Record extracts:
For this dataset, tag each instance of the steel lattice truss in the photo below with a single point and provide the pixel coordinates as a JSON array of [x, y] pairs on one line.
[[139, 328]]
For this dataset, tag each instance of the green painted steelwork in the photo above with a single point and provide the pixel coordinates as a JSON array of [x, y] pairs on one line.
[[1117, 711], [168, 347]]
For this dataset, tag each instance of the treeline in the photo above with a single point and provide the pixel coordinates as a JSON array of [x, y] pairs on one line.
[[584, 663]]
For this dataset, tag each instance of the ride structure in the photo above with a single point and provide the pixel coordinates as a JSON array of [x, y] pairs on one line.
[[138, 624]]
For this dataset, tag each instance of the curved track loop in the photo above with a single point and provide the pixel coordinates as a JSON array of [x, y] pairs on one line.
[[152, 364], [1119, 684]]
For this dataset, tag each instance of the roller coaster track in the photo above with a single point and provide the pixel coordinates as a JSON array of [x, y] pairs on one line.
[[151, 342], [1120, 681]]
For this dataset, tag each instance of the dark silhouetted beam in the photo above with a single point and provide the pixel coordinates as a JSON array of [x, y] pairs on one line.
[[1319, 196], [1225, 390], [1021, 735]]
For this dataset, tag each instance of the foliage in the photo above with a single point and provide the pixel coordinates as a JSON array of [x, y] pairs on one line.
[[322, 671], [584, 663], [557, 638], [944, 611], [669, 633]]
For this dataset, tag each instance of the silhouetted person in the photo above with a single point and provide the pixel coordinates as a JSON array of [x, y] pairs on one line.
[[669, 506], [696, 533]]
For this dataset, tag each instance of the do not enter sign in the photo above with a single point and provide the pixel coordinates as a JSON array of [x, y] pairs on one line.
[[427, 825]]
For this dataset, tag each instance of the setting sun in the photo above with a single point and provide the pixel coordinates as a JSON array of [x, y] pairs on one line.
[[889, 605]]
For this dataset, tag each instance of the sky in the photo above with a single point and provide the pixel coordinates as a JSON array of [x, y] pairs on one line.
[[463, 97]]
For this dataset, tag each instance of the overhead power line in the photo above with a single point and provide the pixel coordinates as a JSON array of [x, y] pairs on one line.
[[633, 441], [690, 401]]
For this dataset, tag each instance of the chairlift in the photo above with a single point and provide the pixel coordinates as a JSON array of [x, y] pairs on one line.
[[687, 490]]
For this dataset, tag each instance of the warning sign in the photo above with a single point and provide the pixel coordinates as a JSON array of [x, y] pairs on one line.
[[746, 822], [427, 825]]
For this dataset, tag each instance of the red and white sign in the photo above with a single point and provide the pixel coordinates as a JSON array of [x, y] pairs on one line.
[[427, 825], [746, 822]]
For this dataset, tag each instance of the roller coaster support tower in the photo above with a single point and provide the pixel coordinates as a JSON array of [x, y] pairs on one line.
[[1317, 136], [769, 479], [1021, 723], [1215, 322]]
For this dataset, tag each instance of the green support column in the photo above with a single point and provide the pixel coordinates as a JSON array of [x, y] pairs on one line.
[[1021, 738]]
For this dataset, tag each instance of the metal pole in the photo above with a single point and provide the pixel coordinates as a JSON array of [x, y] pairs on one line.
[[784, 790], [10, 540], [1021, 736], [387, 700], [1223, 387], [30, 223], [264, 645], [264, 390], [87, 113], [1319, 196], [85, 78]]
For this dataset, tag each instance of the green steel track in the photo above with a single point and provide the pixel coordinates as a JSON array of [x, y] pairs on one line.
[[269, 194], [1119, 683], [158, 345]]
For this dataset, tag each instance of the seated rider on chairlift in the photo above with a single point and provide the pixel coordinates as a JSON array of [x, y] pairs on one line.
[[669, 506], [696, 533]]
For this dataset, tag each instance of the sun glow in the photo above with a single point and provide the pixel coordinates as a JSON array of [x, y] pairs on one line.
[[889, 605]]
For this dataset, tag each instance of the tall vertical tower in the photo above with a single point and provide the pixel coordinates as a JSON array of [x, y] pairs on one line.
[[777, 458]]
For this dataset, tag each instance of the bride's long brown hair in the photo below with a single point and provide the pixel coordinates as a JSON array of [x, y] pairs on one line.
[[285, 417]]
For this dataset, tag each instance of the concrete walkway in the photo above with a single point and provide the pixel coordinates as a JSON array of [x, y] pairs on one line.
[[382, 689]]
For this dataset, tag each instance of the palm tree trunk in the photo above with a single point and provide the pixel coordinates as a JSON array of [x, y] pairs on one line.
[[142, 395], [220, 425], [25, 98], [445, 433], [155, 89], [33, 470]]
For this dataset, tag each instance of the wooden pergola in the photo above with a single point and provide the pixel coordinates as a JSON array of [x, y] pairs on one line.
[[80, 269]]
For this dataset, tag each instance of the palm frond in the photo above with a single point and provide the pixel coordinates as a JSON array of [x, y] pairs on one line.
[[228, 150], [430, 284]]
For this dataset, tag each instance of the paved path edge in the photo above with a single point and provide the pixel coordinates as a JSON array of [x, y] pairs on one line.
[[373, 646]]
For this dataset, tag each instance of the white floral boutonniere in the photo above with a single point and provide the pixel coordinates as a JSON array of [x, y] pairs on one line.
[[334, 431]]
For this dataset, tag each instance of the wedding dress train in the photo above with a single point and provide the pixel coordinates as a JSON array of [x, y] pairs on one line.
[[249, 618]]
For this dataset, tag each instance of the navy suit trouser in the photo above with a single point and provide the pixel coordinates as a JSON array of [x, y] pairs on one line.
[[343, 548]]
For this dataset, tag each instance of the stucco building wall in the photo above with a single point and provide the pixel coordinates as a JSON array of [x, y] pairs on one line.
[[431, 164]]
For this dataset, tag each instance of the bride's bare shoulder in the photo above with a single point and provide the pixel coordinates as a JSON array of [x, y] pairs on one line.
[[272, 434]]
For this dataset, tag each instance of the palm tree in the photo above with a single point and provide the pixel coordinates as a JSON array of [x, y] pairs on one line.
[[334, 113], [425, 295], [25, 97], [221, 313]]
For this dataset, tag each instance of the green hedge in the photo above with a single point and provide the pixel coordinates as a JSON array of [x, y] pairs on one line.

Problem to solve:
Repeat the whole of the data above exactly, keeping every word.

Response below:
For this dataset, tag each instance of the steel lattice truss in the photo below with a single point and provide the pixel coordinates as a JSON array of [x, y] pairs on one line.
[[139, 328]]
For this dataset, tag each instance of the green painted steelwork in the photo above with a single point and provide the pixel coordinates as a JSON array of [x, y] pairs on one line.
[[1117, 711], [168, 347]]
For this dataset, tag each instance of the treeline in the photo above with a single point and provide the pixel coordinates as a JSON array of [x, y] pairs on one line.
[[584, 663]]
For this dataset, tag each instance of the ride structure in the photo above with a single point and provide the pixel coordinates as a JSON array of [x, y] pairs on one line.
[[138, 624]]
For this dataset, tag each instance of the curved track loop in the photo above with a single point and provide the pixel coordinates as a JSON array of [x, y] pairs on one line.
[[152, 364], [1119, 684]]
For this dataset, tag each instance of the roller coaster track in the photo above with a single point and provide the pixel coordinates as a JSON array of [x, y] pairs on one line.
[[151, 342], [1120, 681]]
For this dataset, tag each instance of the dark silhouetted beam in the photo above with a single point and provide the pixel coordinates as a JSON array of [x, y] pairs on one line.
[[1319, 196], [1225, 390], [1021, 735]]
For this dataset, tag each instance of the foliage in the photo above with a single point and provide the pixel coordinates as a JSON array of [x, y] pairs on one line.
[[322, 671], [584, 663], [557, 638], [944, 611], [669, 633]]
For this dataset, tag each instance of the silhouetted person in the photo above with a single point and provide the pixel coordinates as a JSON array of [x, y] pairs on one line.
[[669, 506], [696, 533]]
For this dataset, tag each instance of the do not enter sign in the photo above with a single point and provide the pixel coordinates as a JSON array of [x, y] pairs on one line.
[[427, 825]]
For this dataset, tag each instance of the setting sun in the photo above with a single point and provide the pixel coordinates as a JSON array of [x, y] pairs on one line.
[[889, 605]]
For this dataset, tag each instance of the sky in the photo above with a single point and provide the pixel coordinates as a JSON array of [x, y] pairs on one line.
[[463, 97]]
For this dataset, tag each instance of the overhead power line in the photo above with a single point and provide the pixel coordinates as a JSON array of [x, y] pairs on one line.
[[633, 441], [690, 401]]
For this dataset, tag each instance of the chairlift in the photo above with a single point and provide the pixel coordinates as a JSON array of [x, y] pairs on one line.
[[687, 490]]
For this dataset, tag each instance of the warning sign in the photo above with a single point and provide the pixel coordinates as a JSON array of [x, y] pairs on one line.
[[746, 822], [427, 825]]
For this dataset, tag each instance of the red and white sign in the photo above with a single point and provide the pixel coordinates as a JSON array of [x, y] pairs on one line.
[[427, 825], [746, 822]]
For this dataset, tag each instance of the roller coaster support tower in the photo above with a single point and provide the pixel coordinates as a JSON array of [x, y] pairs on one line.
[[1317, 136], [769, 479], [1021, 723], [1215, 322]]
For this dataset, tag each instance of the green support column in the photo above with a single point and provide the pixel coordinates as a JSON array of [x, y] pairs on one line.
[[1021, 738]]
For this dataset, tag each instance of the metal pole in the photo above with a single point and provide the pixel coordinates as a JSON array of [x, y] pairs on one line.
[[784, 790], [10, 540], [1021, 736], [387, 700], [1223, 387], [30, 223], [264, 645], [264, 390], [87, 113], [1319, 196], [85, 78]]
For this dataset, tag each instance of the green steel track in the photo above with a single point and provide the pixel coordinates as a JSON array of [x, y] pairs on one line.
[[269, 194], [1119, 683], [158, 345]]
For this dataset, tag each instance of the seated rider on chairlift in the photo above with a single point and provide the pixel coordinates as a JSON array of [x, y] pairs on one line.
[[669, 506], [696, 533]]
For this dataset, tag each instance of the sun glow in the photo above with a single point and provide the pixel coordinates as a JSON array of [x, y] pairs on one line.
[[889, 605]]
For this dataset, tag each instance of the tall vertical tower in the photo above with a single point and provide the pixel coordinates as a JSON array of [x, y] pairs on one line.
[[777, 458]]
For this dataset, tag each instance of the bride's long brown hair in the photo below with a single point and provide the pixel coordinates as a JSON array of [x, y] pairs on one line.
[[285, 417]]
For this dataset, tag each instance of the concrete walkway in the photo above with a single point and provide the pixel coordinates as a JSON array of [x, y] pairs on one line.
[[382, 689]]
For this dataset, tag each instance of the palm tree trunk in the photo above with a single point and provide the pixel coordinates as a JSON array of [x, y] pairs on one line.
[[142, 395], [220, 425], [25, 98], [445, 433], [155, 89], [33, 470]]
For this dataset, tag each instance of the wooden pergola in the photo above with a single point and provide the pixel coordinates as a JSON array of [x, y] pairs on one line.
[[80, 269]]
For this dataset, tag each instance of the palm frond in the photo above with a single point and provide the pixel coordinates as a JSON array of [x, y] pairs on one line.
[[228, 150], [430, 284]]
For this dataset, tag each instance of the paved path edge in the photo above with a single point and provide the pixel coordinates as a JSON array of [x, y] pairs on one line.
[[373, 646]]
For this dataset, tag each instance of the white floral boutonniere in the photo above with a single point and provide the pixel coordinates as a JSON array of [x, y] pairs on one line.
[[334, 431]]
For this dataset, tag each instance of the wedding dress train in the photo above with a single point and provide the pixel coordinates as a JSON array of [x, y] pairs on one line.
[[249, 618]]
For this dataset, tag each instance of the navy suit trouser in the photo above with a single point and provide the pixel coordinates as a JSON array of [x, y] pairs on one line.
[[343, 548]]
For this dataset, tag each instance of the stucco building wall in the photo above with a single point and provide the pixel coordinates as a JSON array of [x, y] pairs on one line.
[[431, 164]]
For this dataset, tag each instance of the bride's bare shoulder in the photo above with a single point and provide the pixel coordinates as a JSON array of [x, y] pairs on one line.
[[272, 434]]
For this dataset, tag each instance of the palm tree in the photo above with a single point and provide the pixel coordinates as a JSON array of [x, y] pairs on one line.
[[334, 113], [425, 295], [25, 97], [221, 313]]
For this dataset, tag each instance of the green hedge in the photo above with a single point and provide the pixel coordinates as a JSON array of [x, y] pairs on one line.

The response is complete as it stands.